> **EXTRAIT DU DOCUMENT**:
L’alchimie des multitudes

Toujours connectés… Avec deux milliards d’internautes et cinq milliards de téléphones mobiles, sans parler des autres objets communicants, c’est devenu une réalité.

Le blogueur Francis Pisani et le consultant Dominique Piotet nous livrent leur réflexion sur les manières dont le Web change le monde. Idée centrale, à l’ère des réseaux sociaux : « 1 + 1 = beaucoup ». C’est le principe de « l’alchimie des multitudes » ou de la participation des « webacteurs ».

Le Web est devenu le produit des effets de réseaux. Le Web devient la plate-forme sur laquelle on peut presque tout faire, et l es auteurs retiennent six caractéristiques majeures : le Web permet des interactions, le haut débit attire de plus en plus d’utilisateurs, encourage les contributions, crée des effets de réseaux (les contributions forment un ensemble plus grand que la somme des parties) et le Web donne lieu à de nouvelles opportunités de créations de valeurs, notamment sur les marchés de niche. Les internautes sont donc devenus des « webacteurs ».

La différence ? « Les internautes utilisaient Internet, les webacteurs le façonnent avec le contenu qu’ils génèrent et leur capacité de l’organiser », expliquent les auteurs.

Comment le Web change le monde, des internautes aux webacteurs, par Francis Pisani et Dominique Piotet, 2e édition, Pearson,
2011, 330 pages

Cette alchimie des multitudes repose sur cinq éléments que l’on retrouve rarement tous ensemble : accumuler des données, selon le principe que « plus on facilite l’accès aux données en les réunissant, plus on en accroît la valeur » ; miser sur la diversité, avec des sources nombreuses et variées ; compiler/synthétiser ; mettre en relation pour augmenter les effets de réseaux ; délibérer.« Chaque participant n’a qu’une connaissance partielle de l’ensemble, mais la collaboration, les multiples interactions, la synergie à l’œuvre, conduisent à l’émergence de propriétés nouvelles que l’on peut fort bien appeler « intelligence collective » », expliquent les auteurs.

Vers l’entreprise « liquide »

Qu’est-ce que cela change ? Sur le plan économique, on assiste à la combinaison de quatre facteurs : l’arrivée du consommateur dans la chaîne de création de valeur change les processus de production, la disparition des intermédiaires traditionnels génèrent de nouvelles formes d’intermédiation, l’apparition de nouveaux modèles d’affaires en détruit d’autres, plus anciens et, enfin, la fixation des prix se trouve elle aussi modifiée, avec le développement du principe des enchères.

> **TÂCHE COURTE 1**: Condensez sous forme de liste le paragraphe de l'extrait qui commence par « Qu'est-ce que cela change ? », en conservant ses faits principaux.
> **TÂCHE COURTE 2**: Recopiez à l'identique le passage de l'extrait, en commençant à « Qu’est-ce que cela » et en terminant à « principe des enchères. ».
Appuyez-vous exclusivement sur l'extrait.

> **DONNÉES ENREGISTRÉES**:
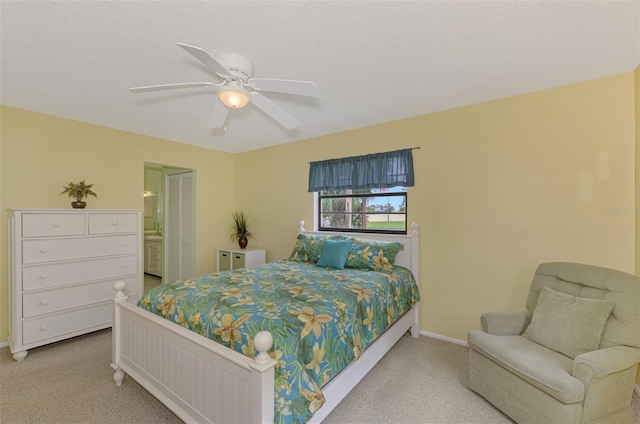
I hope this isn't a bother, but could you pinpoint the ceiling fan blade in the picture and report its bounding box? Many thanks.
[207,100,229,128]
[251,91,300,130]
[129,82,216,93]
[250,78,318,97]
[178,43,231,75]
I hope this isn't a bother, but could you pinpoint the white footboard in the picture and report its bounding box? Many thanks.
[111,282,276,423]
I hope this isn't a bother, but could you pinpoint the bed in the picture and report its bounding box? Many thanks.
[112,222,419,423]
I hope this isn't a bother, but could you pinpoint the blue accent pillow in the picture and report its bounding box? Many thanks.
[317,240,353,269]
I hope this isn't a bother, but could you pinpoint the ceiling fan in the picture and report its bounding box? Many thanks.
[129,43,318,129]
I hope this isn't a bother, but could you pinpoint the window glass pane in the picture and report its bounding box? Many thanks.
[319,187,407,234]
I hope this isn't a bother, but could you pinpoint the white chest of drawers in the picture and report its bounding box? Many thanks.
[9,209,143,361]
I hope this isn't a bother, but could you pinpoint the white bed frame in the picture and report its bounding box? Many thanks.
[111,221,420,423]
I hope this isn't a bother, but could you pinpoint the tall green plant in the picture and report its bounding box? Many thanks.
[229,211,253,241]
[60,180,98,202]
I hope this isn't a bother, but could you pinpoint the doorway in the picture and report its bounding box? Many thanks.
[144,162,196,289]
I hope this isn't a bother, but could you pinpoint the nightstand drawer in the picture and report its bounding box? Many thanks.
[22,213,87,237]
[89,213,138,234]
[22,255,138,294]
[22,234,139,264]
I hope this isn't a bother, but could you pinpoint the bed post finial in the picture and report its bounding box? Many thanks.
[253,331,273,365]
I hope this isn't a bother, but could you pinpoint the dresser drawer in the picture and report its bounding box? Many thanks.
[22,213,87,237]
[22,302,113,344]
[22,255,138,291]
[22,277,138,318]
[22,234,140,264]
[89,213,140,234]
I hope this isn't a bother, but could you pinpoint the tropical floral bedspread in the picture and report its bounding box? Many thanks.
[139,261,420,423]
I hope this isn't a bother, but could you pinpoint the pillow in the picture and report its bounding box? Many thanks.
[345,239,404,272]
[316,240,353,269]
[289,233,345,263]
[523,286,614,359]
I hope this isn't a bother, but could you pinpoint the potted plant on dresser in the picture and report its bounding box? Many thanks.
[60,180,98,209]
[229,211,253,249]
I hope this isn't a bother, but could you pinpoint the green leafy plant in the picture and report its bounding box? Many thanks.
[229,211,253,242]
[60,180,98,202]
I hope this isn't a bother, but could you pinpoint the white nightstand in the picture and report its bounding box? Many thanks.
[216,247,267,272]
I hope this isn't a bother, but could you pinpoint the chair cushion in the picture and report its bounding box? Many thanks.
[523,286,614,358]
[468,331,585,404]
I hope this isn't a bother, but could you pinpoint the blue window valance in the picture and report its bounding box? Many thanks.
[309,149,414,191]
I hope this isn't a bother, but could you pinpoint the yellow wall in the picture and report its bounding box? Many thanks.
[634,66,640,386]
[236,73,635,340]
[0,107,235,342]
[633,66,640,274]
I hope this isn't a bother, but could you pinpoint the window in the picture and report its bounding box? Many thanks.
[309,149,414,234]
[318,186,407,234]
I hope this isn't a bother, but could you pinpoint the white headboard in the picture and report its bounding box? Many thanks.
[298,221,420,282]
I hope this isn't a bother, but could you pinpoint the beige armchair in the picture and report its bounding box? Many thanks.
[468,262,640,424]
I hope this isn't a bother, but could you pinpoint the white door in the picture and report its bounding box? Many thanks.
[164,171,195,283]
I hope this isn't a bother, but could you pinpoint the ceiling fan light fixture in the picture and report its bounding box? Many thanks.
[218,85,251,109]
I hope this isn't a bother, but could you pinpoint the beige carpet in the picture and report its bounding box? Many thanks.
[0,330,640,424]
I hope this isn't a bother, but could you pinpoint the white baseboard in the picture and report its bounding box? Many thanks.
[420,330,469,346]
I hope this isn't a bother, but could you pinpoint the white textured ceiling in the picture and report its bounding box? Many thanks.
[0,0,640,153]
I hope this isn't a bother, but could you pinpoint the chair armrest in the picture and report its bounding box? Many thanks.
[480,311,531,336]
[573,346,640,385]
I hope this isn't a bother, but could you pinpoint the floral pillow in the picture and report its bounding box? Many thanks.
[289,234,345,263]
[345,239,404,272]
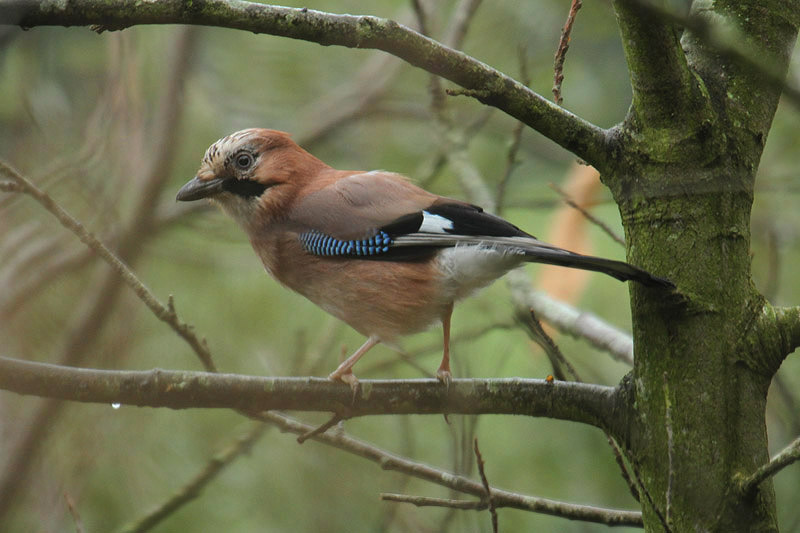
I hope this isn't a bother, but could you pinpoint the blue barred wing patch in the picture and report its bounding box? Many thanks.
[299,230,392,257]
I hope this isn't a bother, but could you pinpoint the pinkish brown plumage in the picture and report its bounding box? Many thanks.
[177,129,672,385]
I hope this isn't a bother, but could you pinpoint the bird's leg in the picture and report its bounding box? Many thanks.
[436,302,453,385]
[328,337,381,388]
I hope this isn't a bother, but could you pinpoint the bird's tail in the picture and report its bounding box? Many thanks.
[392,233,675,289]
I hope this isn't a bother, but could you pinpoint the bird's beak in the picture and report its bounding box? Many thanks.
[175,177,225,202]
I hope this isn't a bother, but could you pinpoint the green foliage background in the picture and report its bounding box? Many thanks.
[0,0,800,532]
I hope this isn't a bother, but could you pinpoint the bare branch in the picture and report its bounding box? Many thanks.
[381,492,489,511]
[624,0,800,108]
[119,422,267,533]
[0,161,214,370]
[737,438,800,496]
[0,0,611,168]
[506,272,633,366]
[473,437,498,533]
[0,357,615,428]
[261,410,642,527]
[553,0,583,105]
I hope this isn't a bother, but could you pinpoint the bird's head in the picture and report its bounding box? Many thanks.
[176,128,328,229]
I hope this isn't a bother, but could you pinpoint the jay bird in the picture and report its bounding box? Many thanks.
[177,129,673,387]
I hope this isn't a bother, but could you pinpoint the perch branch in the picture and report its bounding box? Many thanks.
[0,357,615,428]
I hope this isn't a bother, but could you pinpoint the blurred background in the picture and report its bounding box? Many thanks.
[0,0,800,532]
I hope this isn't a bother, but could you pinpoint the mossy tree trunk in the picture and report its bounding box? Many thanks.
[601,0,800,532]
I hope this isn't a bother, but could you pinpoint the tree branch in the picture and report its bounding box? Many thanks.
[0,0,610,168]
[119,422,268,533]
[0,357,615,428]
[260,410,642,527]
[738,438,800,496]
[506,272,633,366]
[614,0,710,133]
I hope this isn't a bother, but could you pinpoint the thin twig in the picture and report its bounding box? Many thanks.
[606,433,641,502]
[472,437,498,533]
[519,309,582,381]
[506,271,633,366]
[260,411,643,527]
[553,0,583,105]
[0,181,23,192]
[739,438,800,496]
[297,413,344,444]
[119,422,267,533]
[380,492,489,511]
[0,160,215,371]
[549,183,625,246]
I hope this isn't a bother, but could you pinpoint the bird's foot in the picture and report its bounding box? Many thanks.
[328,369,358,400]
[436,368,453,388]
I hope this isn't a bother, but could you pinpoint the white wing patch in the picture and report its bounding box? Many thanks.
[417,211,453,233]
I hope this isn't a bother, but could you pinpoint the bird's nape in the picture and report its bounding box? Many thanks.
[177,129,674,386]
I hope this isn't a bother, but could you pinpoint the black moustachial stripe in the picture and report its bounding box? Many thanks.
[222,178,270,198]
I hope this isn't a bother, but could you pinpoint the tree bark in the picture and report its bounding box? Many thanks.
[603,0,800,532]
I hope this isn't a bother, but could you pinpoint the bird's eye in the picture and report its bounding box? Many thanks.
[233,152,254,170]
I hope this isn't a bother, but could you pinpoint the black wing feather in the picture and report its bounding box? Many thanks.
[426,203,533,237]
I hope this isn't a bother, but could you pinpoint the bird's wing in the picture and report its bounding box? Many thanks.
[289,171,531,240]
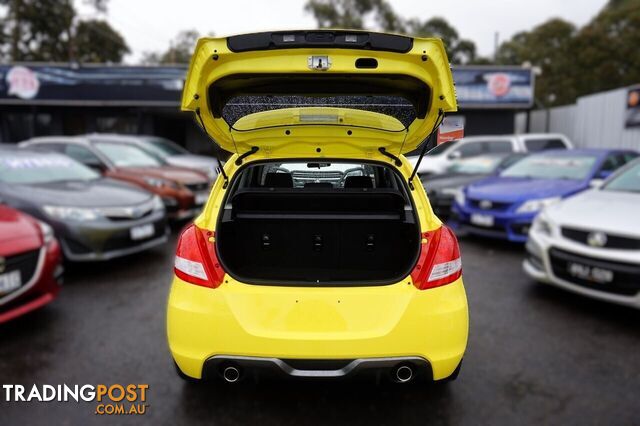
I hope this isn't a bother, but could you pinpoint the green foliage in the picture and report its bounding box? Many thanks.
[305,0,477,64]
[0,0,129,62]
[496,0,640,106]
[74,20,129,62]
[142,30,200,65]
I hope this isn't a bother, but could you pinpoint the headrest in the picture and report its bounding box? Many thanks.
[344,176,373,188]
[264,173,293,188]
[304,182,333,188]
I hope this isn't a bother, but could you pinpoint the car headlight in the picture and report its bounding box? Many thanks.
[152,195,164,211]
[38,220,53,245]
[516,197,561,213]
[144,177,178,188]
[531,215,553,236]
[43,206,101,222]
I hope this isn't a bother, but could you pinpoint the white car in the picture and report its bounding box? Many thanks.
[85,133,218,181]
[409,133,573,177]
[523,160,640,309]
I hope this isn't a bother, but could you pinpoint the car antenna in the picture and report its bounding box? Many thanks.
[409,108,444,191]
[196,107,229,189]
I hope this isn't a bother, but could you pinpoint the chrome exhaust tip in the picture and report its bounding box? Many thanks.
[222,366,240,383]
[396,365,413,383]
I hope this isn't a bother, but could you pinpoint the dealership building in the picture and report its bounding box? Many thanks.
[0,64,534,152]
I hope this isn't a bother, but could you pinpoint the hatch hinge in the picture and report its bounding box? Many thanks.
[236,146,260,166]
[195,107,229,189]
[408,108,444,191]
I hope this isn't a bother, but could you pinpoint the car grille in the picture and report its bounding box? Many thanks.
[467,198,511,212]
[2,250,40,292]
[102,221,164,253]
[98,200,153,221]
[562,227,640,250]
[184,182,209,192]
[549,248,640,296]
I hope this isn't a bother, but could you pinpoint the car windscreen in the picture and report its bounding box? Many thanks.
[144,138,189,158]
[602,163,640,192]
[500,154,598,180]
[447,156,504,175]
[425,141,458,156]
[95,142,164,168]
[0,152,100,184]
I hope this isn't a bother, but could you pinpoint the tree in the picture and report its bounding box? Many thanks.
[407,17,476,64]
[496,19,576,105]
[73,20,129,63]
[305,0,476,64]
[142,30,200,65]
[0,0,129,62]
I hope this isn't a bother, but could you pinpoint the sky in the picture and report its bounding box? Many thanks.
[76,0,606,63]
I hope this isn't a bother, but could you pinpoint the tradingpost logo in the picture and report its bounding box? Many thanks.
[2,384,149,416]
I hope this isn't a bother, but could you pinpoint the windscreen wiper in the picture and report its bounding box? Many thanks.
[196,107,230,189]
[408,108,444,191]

> **RÉPONSE COMPLÈTE 1**:
Sur le plan économique, quatre facteurs se combinent :
- l'arrivée du consommateur dans la chaîne de création de valeur modifie les processus de production ;
- la disparition des intermédiaires traditionnels fait naître de nouvelles formes d'intermédiation ;
- de nouveaux modèles d'affaires apparaissent et en détruisent d'autres, plus anciens ;
- la fixation des prix change elle aussi, avec le développement du principe des enchères.

> **RÉPONSE COMPLÈTE 2**:
Qu’est-ce que cela change ? Sur le plan économique, on assiste à la combinaison de quatre facteurs : l’arrivée du consommateur dans la chaîne de création de valeur change les processus de production, la disparition des intermédiaires traditionnels génèrent de nouvelles formes d’intermédiation, l’apparition de nouveaux modèles d’affaires en détruit d’autres, plus anciens et, enfin, la fixation des prix se trouve elle aussi modifiée, avec le développement du principe des enchères.